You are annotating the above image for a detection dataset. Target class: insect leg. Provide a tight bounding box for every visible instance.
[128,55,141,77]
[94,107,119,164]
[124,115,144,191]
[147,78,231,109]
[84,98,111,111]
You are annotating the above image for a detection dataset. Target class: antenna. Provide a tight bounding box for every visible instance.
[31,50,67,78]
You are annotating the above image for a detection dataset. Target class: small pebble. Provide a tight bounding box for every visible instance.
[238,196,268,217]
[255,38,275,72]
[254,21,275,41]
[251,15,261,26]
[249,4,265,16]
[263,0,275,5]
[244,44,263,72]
■ ■ ■ ■
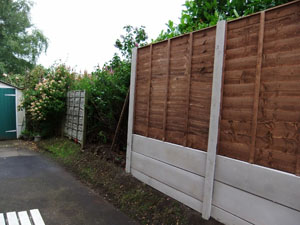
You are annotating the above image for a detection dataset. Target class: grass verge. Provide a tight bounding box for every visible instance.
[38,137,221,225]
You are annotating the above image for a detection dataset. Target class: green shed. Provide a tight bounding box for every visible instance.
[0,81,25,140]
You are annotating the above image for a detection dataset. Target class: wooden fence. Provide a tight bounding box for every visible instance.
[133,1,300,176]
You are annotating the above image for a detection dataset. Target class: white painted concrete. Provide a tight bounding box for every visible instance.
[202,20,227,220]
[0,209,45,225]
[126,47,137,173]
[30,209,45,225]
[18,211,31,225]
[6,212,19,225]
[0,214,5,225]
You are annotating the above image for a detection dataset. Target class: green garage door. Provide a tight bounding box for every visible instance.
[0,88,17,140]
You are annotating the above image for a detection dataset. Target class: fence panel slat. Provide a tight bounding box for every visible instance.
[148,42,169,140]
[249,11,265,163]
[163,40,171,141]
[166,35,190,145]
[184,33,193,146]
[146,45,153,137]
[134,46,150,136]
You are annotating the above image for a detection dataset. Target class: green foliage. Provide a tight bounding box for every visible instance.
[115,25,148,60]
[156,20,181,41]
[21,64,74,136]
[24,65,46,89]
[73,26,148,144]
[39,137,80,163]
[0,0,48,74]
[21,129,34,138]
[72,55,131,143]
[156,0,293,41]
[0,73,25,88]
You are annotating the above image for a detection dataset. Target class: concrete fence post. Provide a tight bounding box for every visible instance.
■ ■ ■ ■
From the records above, retype only the lines starting at the line that contains "Target class: grass" and ending at the line that contains "Target class: concrete", both included.

## RESPONSE FOR THIS EXERCISE
You are annotating the above image for a detection dataset. Target class: grass verge. Provide a tight bounding box for every visible instance.
[38,137,221,225]
You are annotating the above image for a detection dataset. Target class: green shed. Provide a tight bounding box for every visible instance.
[0,81,25,140]
You are annotating the above image for a detection dataset. Target class: wooden fence. Provide a tight bounding box for every visible instance.
[133,1,300,176]
You are annotating the above image for a detection dataset. Target class: white painted concrete. Provide a tight bounding box for every visible instance.
[202,20,227,220]
[0,209,45,225]
[126,47,137,173]
[30,209,45,225]
[18,211,31,225]
[6,212,19,225]
[0,214,5,225]
You are annotating the above image for a detection dataset. Target class: green garage door. Provide a tight bounding box for every visible instance.
[0,88,17,140]
You are annotating the above image for a detection dataset. Target class: fence panel slat. Provide a tight bounding box for every visible instance.
[148,42,169,140]
[249,11,265,163]
[163,40,171,141]
[166,35,190,145]
[184,33,193,146]
[146,45,153,137]
[134,46,150,136]
You are annotating the above image for a detection dataset. Target class: green foliage. Provide a tight bounding box for every visible instance.
[115,25,148,60]
[156,20,181,41]
[21,64,74,136]
[24,65,46,89]
[73,26,148,144]
[39,137,80,163]
[0,0,48,74]
[21,129,34,138]
[72,55,131,143]
[156,0,293,41]
[0,73,25,88]
You are annotating the above image for a detection dataset. Target class: concrete fence post. Provide a tight bounding box for every visible instance.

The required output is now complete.